◆ ABOUT THIS TASK:
Nothing belongs in the answer except the lines of the material that include "shirt".
[GIVEN RECORDS Boundary: Start]
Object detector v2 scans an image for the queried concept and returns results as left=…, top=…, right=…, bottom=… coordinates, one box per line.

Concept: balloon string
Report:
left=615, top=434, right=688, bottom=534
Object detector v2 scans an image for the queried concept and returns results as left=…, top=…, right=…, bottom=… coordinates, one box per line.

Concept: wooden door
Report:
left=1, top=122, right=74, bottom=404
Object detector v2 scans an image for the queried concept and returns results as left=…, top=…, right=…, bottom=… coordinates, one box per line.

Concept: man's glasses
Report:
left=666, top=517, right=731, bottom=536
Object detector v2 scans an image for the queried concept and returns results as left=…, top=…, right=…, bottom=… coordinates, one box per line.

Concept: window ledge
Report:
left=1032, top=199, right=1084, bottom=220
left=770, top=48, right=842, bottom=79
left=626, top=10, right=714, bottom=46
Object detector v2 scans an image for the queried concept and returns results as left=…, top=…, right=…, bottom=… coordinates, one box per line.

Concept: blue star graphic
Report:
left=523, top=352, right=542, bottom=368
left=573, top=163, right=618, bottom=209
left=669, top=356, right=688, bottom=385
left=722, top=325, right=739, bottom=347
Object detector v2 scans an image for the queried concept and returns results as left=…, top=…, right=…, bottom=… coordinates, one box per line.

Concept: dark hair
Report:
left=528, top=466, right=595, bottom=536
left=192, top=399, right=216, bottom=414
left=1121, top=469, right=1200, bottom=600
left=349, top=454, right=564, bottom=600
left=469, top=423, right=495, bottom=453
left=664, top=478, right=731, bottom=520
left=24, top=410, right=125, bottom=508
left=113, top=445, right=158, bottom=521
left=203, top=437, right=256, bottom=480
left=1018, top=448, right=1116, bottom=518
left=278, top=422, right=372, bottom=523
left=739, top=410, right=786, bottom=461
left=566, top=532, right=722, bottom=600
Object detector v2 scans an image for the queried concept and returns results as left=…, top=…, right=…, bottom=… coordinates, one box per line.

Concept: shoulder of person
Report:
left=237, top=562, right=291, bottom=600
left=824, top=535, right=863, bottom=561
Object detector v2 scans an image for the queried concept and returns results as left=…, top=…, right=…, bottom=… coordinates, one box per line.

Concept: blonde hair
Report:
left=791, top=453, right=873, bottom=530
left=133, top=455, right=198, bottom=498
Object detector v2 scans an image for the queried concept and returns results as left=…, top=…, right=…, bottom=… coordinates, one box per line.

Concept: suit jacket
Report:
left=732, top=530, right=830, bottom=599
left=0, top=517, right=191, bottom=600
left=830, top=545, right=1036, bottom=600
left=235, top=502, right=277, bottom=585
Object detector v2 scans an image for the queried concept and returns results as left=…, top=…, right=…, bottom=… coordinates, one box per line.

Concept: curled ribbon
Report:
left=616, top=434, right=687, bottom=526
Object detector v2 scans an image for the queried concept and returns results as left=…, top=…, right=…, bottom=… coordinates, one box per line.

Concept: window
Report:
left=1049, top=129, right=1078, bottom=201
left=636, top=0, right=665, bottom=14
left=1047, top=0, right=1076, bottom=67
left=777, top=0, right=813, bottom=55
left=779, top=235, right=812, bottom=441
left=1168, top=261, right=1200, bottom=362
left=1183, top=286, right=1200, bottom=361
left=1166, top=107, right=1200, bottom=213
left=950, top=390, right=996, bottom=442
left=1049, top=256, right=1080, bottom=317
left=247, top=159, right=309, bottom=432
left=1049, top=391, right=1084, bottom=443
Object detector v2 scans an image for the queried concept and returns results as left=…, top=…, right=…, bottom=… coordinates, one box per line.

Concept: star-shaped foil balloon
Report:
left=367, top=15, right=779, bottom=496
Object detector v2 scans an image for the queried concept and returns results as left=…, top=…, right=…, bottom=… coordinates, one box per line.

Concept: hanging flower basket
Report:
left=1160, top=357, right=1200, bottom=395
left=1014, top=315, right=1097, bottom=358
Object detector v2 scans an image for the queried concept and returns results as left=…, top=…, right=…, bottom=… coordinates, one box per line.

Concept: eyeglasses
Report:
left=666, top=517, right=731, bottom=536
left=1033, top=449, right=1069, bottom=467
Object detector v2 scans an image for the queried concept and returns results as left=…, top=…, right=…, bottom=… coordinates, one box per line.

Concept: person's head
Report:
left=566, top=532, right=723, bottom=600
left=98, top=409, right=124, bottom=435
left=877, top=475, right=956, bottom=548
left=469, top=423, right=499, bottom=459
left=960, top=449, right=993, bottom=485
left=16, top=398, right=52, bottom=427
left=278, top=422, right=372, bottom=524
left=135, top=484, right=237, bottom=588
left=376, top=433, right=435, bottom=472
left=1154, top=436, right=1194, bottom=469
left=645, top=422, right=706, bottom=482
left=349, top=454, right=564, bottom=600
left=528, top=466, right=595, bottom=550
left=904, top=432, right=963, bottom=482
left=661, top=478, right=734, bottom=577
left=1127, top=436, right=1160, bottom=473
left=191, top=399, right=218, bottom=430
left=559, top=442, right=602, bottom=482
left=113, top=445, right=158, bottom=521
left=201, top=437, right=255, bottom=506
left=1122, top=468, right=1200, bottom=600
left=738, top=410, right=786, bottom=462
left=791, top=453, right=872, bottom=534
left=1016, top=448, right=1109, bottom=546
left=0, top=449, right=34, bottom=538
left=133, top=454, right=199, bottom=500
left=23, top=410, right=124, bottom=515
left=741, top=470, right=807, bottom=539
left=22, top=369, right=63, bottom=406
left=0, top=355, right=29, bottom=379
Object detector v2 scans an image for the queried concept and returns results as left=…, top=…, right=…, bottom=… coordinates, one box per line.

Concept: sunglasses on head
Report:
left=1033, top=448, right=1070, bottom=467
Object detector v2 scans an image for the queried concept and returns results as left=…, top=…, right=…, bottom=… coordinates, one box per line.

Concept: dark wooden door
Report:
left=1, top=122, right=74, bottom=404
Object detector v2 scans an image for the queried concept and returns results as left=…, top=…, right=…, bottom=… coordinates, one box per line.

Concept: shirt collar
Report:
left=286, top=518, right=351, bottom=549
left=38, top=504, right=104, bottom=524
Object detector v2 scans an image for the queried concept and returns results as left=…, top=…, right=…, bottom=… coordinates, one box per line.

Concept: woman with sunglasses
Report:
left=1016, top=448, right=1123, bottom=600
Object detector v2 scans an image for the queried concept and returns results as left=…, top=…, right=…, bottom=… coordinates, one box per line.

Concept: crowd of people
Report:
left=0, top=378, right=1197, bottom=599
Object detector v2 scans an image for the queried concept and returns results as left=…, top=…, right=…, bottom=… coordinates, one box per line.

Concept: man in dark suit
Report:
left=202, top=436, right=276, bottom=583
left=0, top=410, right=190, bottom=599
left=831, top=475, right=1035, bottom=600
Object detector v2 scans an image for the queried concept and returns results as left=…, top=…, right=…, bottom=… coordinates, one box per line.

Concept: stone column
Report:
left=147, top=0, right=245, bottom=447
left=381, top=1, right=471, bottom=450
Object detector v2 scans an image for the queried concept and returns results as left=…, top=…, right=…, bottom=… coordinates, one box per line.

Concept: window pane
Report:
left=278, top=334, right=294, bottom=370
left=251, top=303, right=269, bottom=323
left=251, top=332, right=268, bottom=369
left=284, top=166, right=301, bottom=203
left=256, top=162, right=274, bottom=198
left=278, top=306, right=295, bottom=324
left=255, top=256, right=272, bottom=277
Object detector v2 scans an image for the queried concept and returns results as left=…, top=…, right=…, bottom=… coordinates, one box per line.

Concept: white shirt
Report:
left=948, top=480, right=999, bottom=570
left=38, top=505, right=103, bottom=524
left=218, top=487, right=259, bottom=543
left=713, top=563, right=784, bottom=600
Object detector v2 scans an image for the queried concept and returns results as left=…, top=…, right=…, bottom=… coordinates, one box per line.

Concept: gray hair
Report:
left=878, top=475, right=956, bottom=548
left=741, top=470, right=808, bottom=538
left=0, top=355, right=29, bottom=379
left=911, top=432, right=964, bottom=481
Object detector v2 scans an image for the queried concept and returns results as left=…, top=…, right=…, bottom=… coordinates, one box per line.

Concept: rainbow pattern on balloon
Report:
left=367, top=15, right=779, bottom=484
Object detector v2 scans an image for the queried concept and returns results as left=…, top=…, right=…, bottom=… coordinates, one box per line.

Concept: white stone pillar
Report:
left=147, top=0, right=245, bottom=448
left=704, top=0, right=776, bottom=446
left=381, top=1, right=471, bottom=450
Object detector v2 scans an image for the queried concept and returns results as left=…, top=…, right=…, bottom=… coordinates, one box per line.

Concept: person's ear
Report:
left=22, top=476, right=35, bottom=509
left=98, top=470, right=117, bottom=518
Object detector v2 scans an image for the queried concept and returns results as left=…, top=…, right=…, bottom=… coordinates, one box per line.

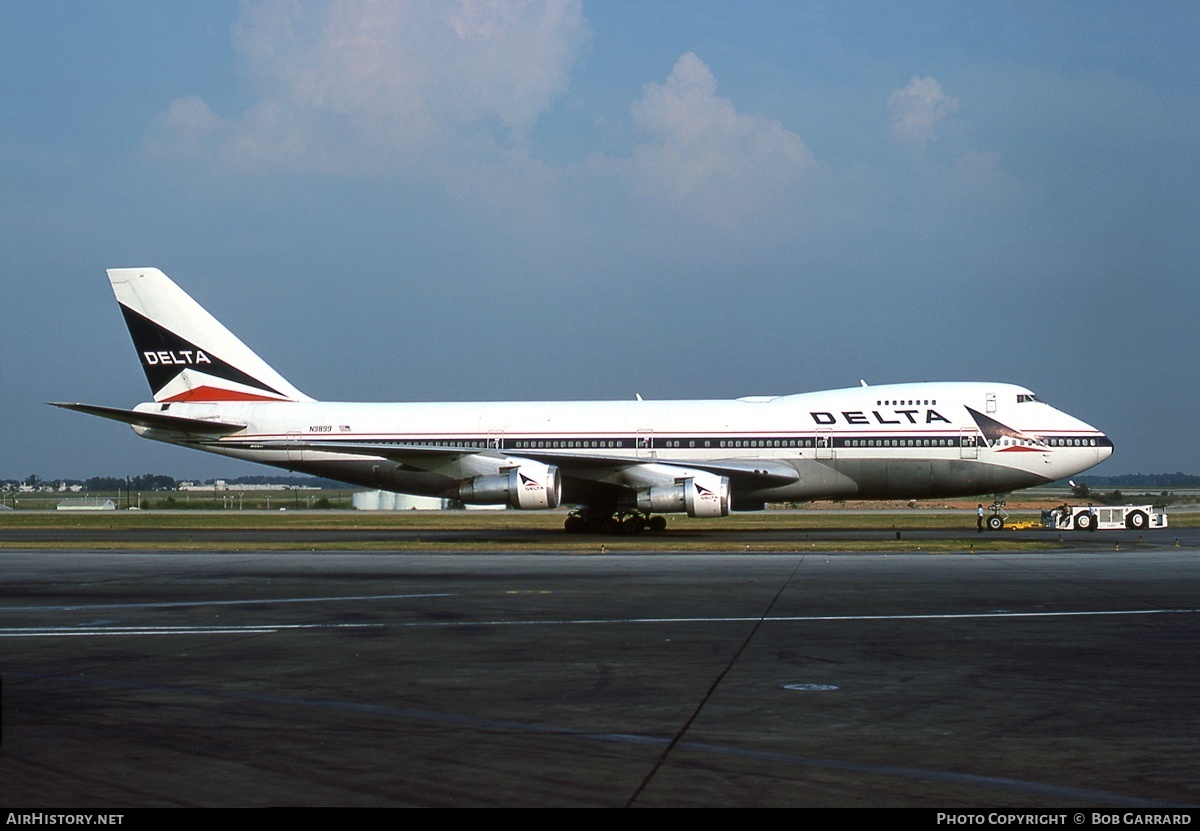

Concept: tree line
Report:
left=1073, top=471, right=1200, bottom=488
left=2, top=474, right=343, bottom=492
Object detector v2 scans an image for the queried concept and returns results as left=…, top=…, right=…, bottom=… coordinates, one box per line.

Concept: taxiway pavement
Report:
left=2, top=537, right=1198, bottom=807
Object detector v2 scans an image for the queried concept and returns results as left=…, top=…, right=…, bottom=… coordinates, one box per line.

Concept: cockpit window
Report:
left=1017, top=394, right=1041, bottom=403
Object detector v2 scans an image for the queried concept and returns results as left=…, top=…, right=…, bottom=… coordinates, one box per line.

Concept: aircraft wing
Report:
left=665, top=458, right=800, bottom=486
left=227, top=439, right=505, bottom=461
left=506, top=449, right=801, bottom=486
left=50, top=402, right=246, bottom=434
left=221, top=438, right=800, bottom=487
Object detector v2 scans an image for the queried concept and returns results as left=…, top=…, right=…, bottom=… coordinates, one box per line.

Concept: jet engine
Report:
left=456, top=462, right=562, bottom=510
left=635, top=472, right=730, bottom=518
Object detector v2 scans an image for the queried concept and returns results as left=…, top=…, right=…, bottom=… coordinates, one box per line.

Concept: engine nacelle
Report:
left=456, top=462, right=562, bottom=510
left=636, top=472, right=730, bottom=518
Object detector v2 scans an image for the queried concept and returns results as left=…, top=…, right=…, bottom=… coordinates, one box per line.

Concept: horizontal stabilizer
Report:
left=49, top=402, right=246, bottom=434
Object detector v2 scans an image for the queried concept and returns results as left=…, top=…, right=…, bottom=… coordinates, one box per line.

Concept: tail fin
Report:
left=108, top=268, right=312, bottom=403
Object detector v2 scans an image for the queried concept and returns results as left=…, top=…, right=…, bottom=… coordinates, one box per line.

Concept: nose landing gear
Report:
left=983, top=496, right=1010, bottom=531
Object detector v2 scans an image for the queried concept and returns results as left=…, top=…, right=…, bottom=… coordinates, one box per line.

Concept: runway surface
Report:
left=2, top=519, right=1194, bottom=548
left=2, top=534, right=1199, bottom=807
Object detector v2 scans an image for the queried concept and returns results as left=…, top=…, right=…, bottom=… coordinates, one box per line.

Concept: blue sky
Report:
left=2, top=1, right=1198, bottom=481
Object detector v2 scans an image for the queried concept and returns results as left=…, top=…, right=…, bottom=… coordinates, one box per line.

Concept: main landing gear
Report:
left=564, top=509, right=668, bottom=535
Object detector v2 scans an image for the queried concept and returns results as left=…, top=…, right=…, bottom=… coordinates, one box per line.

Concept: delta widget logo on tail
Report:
left=120, top=302, right=288, bottom=402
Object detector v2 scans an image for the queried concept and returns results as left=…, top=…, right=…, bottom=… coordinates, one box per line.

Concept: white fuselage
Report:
left=134, top=381, right=1112, bottom=507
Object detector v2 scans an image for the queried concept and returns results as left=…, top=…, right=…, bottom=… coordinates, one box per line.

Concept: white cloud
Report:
left=145, top=0, right=589, bottom=174
left=880, top=76, right=1024, bottom=224
left=624, top=53, right=815, bottom=229
left=888, top=75, right=958, bottom=145
left=143, top=95, right=224, bottom=159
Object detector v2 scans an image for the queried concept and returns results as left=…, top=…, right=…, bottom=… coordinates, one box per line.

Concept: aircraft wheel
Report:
left=564, top=514, right=585, bottom=533
left=986, top=515, right=1004, bottom=531
left=1074, top=512, right=1093, bottom=531
left=1126, top=510, right=1148, bottom=530
left=601, top=516, right=621, bottom=535
left=622, top=515, right=644, bottom=535
left=648, top=515, right=667, bottom=533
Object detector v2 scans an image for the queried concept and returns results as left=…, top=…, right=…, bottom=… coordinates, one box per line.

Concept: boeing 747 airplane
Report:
left=54, top=268, right=1113, bottom=532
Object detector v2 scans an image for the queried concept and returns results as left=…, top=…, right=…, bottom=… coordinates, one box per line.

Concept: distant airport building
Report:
left=57, top=498, right=117, bottom=511
left=352, top=490, right=451, bottom=511
left=178, top=480, right=318, bottom=492
left=351, top=490, right=506, bottom=511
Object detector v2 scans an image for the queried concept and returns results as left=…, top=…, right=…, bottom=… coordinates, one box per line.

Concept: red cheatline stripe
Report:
left=161, top=386, right=287, bottom=403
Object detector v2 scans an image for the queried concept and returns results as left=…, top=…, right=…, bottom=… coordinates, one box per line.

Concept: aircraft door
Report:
left=636, top=430, right=655, bottom=459
left=959, top=430, right=979, bottom=459
left=815, top=429, right=834, bottom=460
left=286, top=432, right=305, bottom=463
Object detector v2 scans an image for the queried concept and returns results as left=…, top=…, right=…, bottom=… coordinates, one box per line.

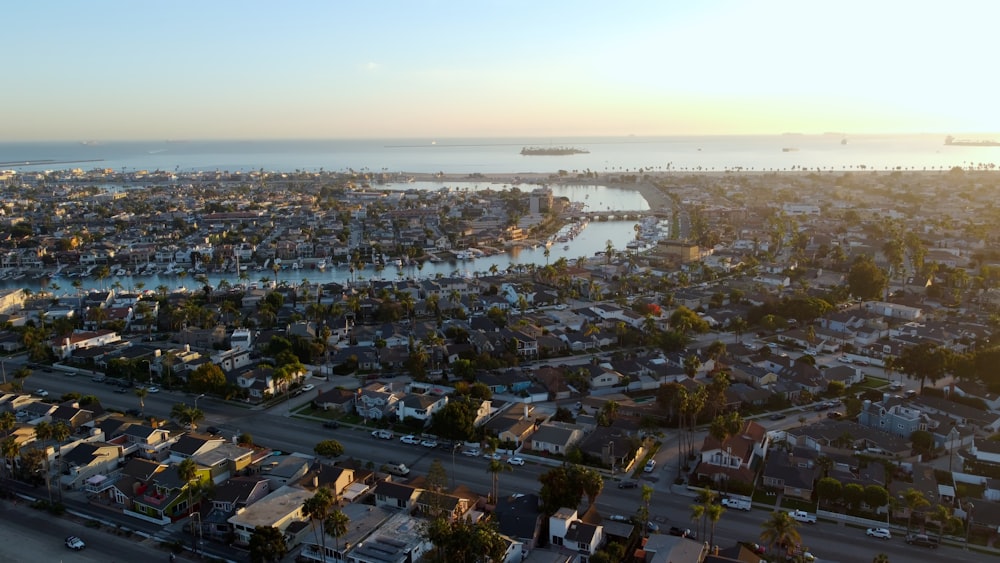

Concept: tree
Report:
left=842, top=483, right=865, bottom=510
left=538, top=465, right=603, bottom=515
left=873, top=554, right=889, bottom=563
left=816, top=477, right=842, bottom=507
left=425, top=516, right=507, bottom=563
left=864, top=485, right=890, bottom=514
left=709, top=411, right=744, bottom=443
left=170, top=403, right=205, bottom=430
left=188, top=363, right=227, bottom=395
left=325, top=509, right=350, bottom=552
left=929, top=503, right=961, bottom=543
left=134, top=386, right=148, bottom=416
left=303, top=487, right=335, bottom=558
left=847, top=256, right=888, bottom=300
left=314, top=440, right=344, bottom=458
left=486, top=458, right=511, bottom=504
left=902, top=487, right=930, bottom=533
left=910, top=430, right=935, bottom=456
left=760, top=511, right=801, bottom=557
left=706, top=503, right=724, bottom=547
left=895, top=342, right=952, bottom=390
left=248, top=525, right=287, bottom=563
left=670, top=306, right=709, bottom=334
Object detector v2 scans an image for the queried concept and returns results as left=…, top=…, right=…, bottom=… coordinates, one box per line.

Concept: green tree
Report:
left=816, top=477, right=842, bottom=507
left=847, top=255, right=888, bottom=300
left=170, top=403, right=205, bottom=430
left=864, top=485, right=890, bottom=513
left=189, top=363, right=227, bottom=394
left=486, top=458, right=512, bottom=504
left=760, top=511, right=801, bottom=557
left=425, top=516, right=507, bottom=563
left=248, top=525, right=287, bottom=563
left=902, top=487, right=930, bottom=534
left=842, top=483, right=865, bottom=510
left=910, top=430, right=935, bottom=456
left=303, top=487, right=335, bottom=558
left=896, top=342, right=952, bottom=390
left=325, top=509, right=350, bottom=552
left=134, top=386, right=148, bottom=416
left=314, top=440, right=344, bottom=458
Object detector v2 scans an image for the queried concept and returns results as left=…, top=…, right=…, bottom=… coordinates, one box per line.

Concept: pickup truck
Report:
left=789, top=510, right=817, bottom=524
left=721, top=497, right=752, bottom=511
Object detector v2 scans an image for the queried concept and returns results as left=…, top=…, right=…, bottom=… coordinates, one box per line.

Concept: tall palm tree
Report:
left=177, top=457, right=199, bottom=517
left=303, top=487, right=335, bottom=559
left=902, top=487, right=930, bottom=534
left=324, top=509, right=350, bottom=553
left=134, top=387, right=148, bottom=416
left=760, top=511, right=801, bottom=556
left=1, top=436, right=20, bottom=481
left=486, top=458, right=511, bottom=504
left=706, top=503, right=724, bottom=547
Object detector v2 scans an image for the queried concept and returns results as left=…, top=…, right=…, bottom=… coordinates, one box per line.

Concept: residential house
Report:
left=198, top=475, right=271, bottom=541
left=695, top=420, right=769, bottom=486
left=227, top=484, right=313, bottom=546
left=396, top=393, right=448, bottom=425
left=530, top=421, right=584, bottom=455
left=372, top=480, right=421, bottom=511
left=549, top=507, right=604, bottom=560
left=59, top=442, right=123, bottom=490
left=50, top=329, right=122, bottom=359
left=858, top=395, right=928, bottom=439
left=761, top=448, right=820, bottom=501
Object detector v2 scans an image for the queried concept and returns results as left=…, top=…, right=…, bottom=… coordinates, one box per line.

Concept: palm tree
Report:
left=171, top=403, right=205, bottom=430
left=486, top=458, right=511, bottom=504
left=872, top=554, right=889, bottom=563
left=134, top=387, right=148, bottom=416
left=303, top=487, right=335, bottom=558
left=760, top=511, right=801, bottom=556
left=689, top=503, right=705, bottom=539
left=902, top=487, right=930, bottom=534
left=1, top=436, right=20, bottom=481
left=324, top=509, right=350, bottom=553
left=177, top=457, right=199, bottom=517
left=706, top=503, right=724, bottom=547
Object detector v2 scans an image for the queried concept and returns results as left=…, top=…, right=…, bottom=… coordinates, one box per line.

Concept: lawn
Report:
left=752, top=489, right=779, bottom=507
left=779, top=496, right=817, bottom=513
left=856, top=376, right=889, bottom=389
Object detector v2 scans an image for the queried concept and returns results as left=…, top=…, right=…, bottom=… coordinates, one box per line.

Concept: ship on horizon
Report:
left=944, top=135, right=1000, bottom=147
left=520, top=146, right=589, bottom=156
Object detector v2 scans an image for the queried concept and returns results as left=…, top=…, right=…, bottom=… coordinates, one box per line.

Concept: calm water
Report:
left=3, top=134, right=998, bottom=174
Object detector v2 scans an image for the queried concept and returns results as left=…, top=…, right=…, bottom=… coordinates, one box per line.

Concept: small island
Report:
left=520, top=146, right=590, bottom=156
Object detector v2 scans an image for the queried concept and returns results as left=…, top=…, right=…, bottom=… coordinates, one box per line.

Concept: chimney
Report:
left=524, top=403, right=529, bottom=419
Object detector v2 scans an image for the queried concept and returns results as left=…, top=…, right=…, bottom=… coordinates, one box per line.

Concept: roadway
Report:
left=15, top=359, right=979, bottom=563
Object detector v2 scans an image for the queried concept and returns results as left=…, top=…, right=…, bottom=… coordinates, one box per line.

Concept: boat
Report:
left=782, top=147, right=799, bottom=152
left=563, top=245, right=570, bottom=250
left=520, top=146, right=589, bottom=156
left=944, top=135, right=1000, bottom=147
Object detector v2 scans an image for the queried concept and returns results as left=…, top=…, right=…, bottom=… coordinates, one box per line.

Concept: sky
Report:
left=2, top=0, right=998, bottom=141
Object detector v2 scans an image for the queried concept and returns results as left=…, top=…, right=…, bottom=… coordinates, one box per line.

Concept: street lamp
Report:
left=965, top=501, right=975, bottom=548
left=194, top=393, right=205, bottom=410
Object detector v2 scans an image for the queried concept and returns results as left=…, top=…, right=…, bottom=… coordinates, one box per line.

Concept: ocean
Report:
left=2, top=133, right=998, bottom=175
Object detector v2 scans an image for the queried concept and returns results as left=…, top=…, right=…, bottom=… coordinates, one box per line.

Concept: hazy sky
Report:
left=3, top=0, right=997, bottom=141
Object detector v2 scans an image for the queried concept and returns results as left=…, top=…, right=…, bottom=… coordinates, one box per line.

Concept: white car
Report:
left=34, top=389, right=49, bottom=397
left=421, top=439, right=438, bottom=448
left=484, top=452, right=503, bottom=461
left=302, top=384, right=315, bottom=392
left=371, top=429, right=393, bottom=440
left=866, top=527, right=891, bottom=539
left=65, top=536, right=86, bottom=550
left=507, top=456, right=525, bottom=466
left=644, top=459, right=656, bottom=473
left=462, top=448, right=481, bottom=457
left=147, top=386, right=159, bottom=393
left=400, top=435, right=420, bottom=445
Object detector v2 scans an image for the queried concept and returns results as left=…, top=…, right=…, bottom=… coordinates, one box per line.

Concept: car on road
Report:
[GIVEN RECORDS Boundary: End]
◆ FINISHED TASK:
Concept: shirt collar
Concept: white shirt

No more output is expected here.